• [EXERCISE AIM]: In full and without alteration, repeat the material.

• [GIVEN DATA]:
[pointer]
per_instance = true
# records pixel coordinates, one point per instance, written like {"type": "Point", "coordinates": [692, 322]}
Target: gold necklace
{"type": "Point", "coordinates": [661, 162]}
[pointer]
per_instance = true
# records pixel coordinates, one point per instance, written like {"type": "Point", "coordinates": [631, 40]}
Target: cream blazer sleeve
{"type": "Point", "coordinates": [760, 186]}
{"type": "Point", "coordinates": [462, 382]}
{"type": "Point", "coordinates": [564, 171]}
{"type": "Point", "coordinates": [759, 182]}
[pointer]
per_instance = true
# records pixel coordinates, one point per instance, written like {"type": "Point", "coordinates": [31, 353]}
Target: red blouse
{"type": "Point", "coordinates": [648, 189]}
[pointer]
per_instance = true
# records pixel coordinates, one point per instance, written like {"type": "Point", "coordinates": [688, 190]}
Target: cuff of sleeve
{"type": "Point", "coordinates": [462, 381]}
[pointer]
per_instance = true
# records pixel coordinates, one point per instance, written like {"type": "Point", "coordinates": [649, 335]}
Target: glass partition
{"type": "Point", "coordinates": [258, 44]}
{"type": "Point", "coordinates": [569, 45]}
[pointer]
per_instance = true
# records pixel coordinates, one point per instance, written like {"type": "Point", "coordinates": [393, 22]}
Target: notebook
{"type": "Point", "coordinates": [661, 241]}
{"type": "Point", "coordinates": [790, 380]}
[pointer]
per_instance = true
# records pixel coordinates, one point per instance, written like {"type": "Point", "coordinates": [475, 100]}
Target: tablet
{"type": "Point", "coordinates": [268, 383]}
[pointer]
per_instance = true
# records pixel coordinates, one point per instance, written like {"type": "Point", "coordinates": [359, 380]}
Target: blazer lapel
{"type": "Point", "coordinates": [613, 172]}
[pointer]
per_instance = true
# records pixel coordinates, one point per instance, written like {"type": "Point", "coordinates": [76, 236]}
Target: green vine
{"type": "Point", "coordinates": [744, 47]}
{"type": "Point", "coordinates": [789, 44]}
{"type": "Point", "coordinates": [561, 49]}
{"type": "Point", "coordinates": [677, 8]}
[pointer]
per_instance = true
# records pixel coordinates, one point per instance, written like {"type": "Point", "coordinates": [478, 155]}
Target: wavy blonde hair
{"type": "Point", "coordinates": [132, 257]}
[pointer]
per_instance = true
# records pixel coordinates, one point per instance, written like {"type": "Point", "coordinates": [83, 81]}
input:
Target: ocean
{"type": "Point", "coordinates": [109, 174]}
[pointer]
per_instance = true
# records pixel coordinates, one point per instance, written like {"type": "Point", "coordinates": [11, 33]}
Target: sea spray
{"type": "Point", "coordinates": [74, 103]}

• [SOLUTION BELOW]:
[pointer]
per_instance = true
# records pixel coordinates, one point per instance, written like {"type": "Point", "coordinates": [692, 322]}
Target: gold necklace
{"type": "Point", "coordinates": [661, 162]}
[pointer]
per_instance = true
# records pixel coordinates, one point per instance, written like {"type": "Point", "coordinates": [631, 40]}
Target: cream blazer sleeve
{"type": "Point", "coordinates": [760, 186]}
{"type": "Point", "coordinates": [462, 382]}
{"type": "Point", "coordinates": [564, 171]}
{"type": "Point", "coordinates": [759, 182]}
[pointer]
per_instance = true
# records pixel coordinates, one point per instance, written like {"type": "Point", "coordinates": [31, 353]}
Target: red blouse
{"type": "Point", "coordinates": [648, 189]}
[pointer]
per_instance = true
# records pixel coordinates, one point per instance, written like {"type": "Point", "coordinates": [688, 190]}
Target: cuff of sleeve
{"type": "Point", "coordinates": [462, 381]}
[pointer]
per_instance = true
# records pixel coordinates, one point per instance, written like {"type": "Point", "coordinates": [649, 335]}
Target: glass partition
{"type": "Point", "coordinates": [258, 44]}
{"type": "Point", "coordinates": [569, 45]}
[pointer]
per_instance = true
# records pixel coordinates, one point per instance, written like {"type": "Point", "coordinates": [393, 22]}
Target: notebook
{"type": "Point", "coordinates": [661, 241]}
{"type": "Point", "coordinates": [790, 380]}
[pointer]
per_instance = true
# records pixel coordinates, one point per instance, written like {"type": "Point", "coordinates": [475, 100]}
Target: tablet
{"type": "Point", "coordinates": [268, 383]}
[pointer]
per_instance = true
# records pixel coordinates, one point per instance, written like {"type": "Point", "coordinates": [359, 380]}
Target: blazer lapel
{"type": "Point", "coordinates": [613, 172]}
[pointer]
per_instance = true
# records pixel coordinates, one point per instance, written like {"type": "Point", "coordinates": [76, 236]}
Target: green vine
{"type": "Point", "coordinates": [744, 47]}
{"type": "Point", "coordinates": [789, 44]}
{"type": "Point", "coordinates": [561, 49]}
{"type": "Point", "coordinates": [677, 8]}
[pointer]
per_instance = true
# records pixel coordinates, one point per instance, written like {"type": "Point", "coordinates": [478, 155]}
Target: wavy blonde hair
{"type": "Point", "coordinates": [132, 257]}
[pointer]
per_instance = true
# records pixel coordinates, one point per instance, written like {"type": "Point", "coordinates": [83, 81]}
input:
Target: ocean
{"type": "Point", "coordinates": [109, 174]}
[pointer]
per_instance = true
# records pixel coordinates, one point per instance, written like {"type": "Point", "coordinates": [11, 33]}
Target: sea spray
{"type": "Point", "coordinates": [74, 103]}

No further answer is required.